-- START OF EXCERPTED TEXT --

Thread (1 message) 1 message, 1 author, 2014-11-25

Re: [PATCH v4 0/7] kernel tinification: optionally compile out splice family of syscalls (splice, vmsplice, tee and sendfile)

From: <hidden>
Date: 2014-11-25 19:00:28
Also in: linux-fsdevel, netdev

On Tue, Nov 25, 2014 at 08:17:58AM -0800, Randy Dunlap wrote:
On 11/24/2014 03:00 PM, Pieter Smith wrote:
quoted
REPO: https://github.com/smipi1/linux-tinification.git

BRANCH: tiny/config-syscall-splice

BACKGROUND: This patch-set forms part of the Linux Kernel Tinification effort (
  https://tiny.wiki.kernel.org/).

GOAL: Support compiling out the splice family of syscalls (splice, vmsplice,
  tee and sendfile) along with all supporting infrastructure if not needed.
  Many embedded systems will not need the splice-family syscalls. Omitting them
  saves space.

-- END OF EXCERPTED TEXT --

OBJECTIVE 1
Which four syscalls does the kernel tinification message name as the splice family?

-- START OF LISTING --

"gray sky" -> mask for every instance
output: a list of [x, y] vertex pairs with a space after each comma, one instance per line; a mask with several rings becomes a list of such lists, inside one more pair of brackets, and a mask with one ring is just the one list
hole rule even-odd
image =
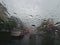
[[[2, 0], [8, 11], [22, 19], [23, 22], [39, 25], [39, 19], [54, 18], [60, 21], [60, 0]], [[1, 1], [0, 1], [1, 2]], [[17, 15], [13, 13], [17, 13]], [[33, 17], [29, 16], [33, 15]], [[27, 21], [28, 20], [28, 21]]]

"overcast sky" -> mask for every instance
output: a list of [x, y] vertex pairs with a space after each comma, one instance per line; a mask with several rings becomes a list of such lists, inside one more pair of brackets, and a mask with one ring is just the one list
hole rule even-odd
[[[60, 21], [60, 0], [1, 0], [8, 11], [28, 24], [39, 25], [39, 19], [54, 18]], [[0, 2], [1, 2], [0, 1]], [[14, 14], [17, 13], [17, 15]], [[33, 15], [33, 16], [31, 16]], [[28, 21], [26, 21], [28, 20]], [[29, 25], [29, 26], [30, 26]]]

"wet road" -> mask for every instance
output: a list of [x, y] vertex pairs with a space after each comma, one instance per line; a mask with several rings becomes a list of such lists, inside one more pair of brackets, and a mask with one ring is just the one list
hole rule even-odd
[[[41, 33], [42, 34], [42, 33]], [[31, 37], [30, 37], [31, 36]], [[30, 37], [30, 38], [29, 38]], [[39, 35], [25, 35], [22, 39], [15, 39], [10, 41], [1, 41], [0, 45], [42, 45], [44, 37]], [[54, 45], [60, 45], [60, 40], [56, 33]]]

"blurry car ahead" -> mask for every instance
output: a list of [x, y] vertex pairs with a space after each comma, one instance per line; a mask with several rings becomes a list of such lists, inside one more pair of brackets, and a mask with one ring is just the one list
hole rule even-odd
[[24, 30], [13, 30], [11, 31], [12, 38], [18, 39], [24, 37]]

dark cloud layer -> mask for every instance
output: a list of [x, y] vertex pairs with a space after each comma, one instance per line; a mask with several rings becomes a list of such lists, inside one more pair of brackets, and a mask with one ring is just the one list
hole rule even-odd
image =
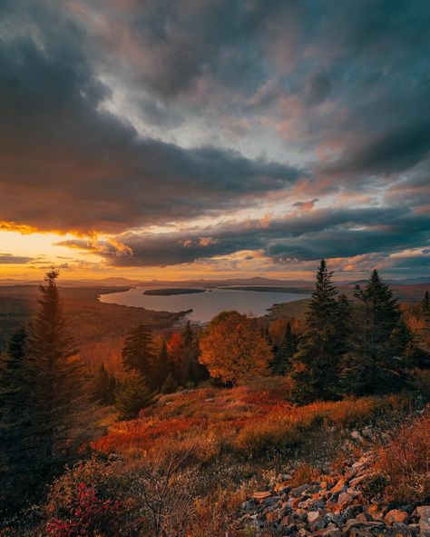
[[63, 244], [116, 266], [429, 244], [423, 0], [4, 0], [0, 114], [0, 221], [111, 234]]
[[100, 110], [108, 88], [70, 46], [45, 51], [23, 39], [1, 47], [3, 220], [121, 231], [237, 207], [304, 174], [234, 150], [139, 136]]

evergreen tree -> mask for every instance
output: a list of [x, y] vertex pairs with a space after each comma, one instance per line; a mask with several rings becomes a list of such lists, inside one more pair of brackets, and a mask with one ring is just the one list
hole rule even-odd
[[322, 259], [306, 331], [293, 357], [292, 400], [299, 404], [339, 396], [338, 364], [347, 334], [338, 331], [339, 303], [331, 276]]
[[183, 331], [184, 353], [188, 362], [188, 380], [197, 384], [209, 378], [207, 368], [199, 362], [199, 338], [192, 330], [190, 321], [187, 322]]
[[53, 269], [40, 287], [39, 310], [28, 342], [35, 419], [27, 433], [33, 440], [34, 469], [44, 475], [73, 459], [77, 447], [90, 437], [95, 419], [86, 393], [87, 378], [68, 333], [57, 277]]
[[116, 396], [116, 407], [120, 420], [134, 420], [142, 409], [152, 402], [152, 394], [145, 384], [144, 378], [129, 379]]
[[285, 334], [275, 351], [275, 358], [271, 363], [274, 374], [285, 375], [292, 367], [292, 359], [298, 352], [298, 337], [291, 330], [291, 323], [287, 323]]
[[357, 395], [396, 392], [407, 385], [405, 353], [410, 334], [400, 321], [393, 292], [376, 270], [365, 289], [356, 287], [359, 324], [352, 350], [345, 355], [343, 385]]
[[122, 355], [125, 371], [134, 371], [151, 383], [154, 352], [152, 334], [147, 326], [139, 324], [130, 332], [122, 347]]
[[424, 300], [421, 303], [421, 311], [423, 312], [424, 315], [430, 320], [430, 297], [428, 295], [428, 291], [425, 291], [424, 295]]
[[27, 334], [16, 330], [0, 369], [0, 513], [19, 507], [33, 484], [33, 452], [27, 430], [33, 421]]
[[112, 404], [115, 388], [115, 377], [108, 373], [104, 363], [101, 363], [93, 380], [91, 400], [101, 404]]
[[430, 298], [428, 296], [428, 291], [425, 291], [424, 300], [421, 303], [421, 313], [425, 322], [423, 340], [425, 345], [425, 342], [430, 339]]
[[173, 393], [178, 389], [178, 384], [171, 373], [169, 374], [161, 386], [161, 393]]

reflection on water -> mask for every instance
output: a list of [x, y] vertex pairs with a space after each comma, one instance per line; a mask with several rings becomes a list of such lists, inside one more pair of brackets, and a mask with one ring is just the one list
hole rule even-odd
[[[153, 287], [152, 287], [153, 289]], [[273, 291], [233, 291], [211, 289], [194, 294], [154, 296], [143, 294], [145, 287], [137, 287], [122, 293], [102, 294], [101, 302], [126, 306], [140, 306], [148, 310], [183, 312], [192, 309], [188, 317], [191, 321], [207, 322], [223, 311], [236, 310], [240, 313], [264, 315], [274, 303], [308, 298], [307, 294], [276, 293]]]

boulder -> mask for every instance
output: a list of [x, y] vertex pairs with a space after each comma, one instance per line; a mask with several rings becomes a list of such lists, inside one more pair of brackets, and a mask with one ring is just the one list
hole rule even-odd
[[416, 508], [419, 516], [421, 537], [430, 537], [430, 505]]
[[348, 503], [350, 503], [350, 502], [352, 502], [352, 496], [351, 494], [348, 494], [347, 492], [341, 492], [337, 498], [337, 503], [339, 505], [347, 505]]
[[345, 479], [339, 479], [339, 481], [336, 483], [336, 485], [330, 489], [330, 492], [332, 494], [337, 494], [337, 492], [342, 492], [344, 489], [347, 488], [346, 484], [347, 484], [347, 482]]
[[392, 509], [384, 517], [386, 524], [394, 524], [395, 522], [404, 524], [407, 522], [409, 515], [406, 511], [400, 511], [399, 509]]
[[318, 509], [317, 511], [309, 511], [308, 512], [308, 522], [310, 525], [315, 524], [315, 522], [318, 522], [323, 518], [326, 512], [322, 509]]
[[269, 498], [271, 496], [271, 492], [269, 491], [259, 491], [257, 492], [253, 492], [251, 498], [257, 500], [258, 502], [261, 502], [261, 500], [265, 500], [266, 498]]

-- END OF LISTING --

OBJECTIVE 2
Copy out the stretch of the listing from the line containing "evergreen tree -> mask for every instance" through the line containing "430], [33, 421]]", keeping every character the same.

FINAL ANSWER 1
splice, vmsplice, tee and sendfile

FINAL ANSWER 2
evergreen tree -> mask for every instance
output: a list of [x, y] vertex pairs with a space after each comma, one instance per line; a mask with several rings becomes a list of such lists, inside one more pair of brackets, and a mask with one ring is just the one list
hole rule even-odd
[[322, 259], [306, 331], [293, 357], [292, 400], [299, 404], [339, 396], [338, 364], [347, 334], [338, 331], [339, 303], [331, 276]]
[[183, 331], [184, 353], [188, 362], [188, 380], [197, 384], [209, 378], [207, 368], [199, 362], [199, 338], [192, 330], [190, 321], [187, 322]]
[[53, 269], [40, 287], [39, 310], [28, 342], [35, 419], [27, 433], [33, 440], [34, 469], [44, 475], [73, 459], [77, 447], [90, 437], [95, 419], [86, 393], [87, 378], [68, 333], [57, 277]]
[[116, 396], [116, 407], [120, 420], [134, 420], [142, 409], [152, 402], [152, 394], [145, 384], [144, 378], [129, 379]]
[[285, 334], [275, 351], [275, 358], [271, 363], [274, 374], [285, 375], [292, 367], [292, 359], [298, 352], [298, 337], [291, 330], [291, 323], [287, 323]]
[[357, 395], [396, 392], [407, 385], [405, 353], [410, 334], [400, 321], [393, 292], [376, 270], [365, 289], [356, 287], [359, 324], [352, 350], [345, 355], [343, 385]]
[[122, 355], [125, 371], [134, 371], [151, 383], [154, 352], [152, 334], [147, 326], [139, 324], [130, 332], [122, 347]]
[[424, 300], [421, 303], [421, 311], [423, 312], [424, 315], [430, 320], [430, 297], [428, 295], [428, 291], [425, 291], [424, 295]]
[[27, 334], [16, 330], [0, 369], [0, 513], [19, 507], [33, 484], [33, 452], [27, 430], [33, 421]]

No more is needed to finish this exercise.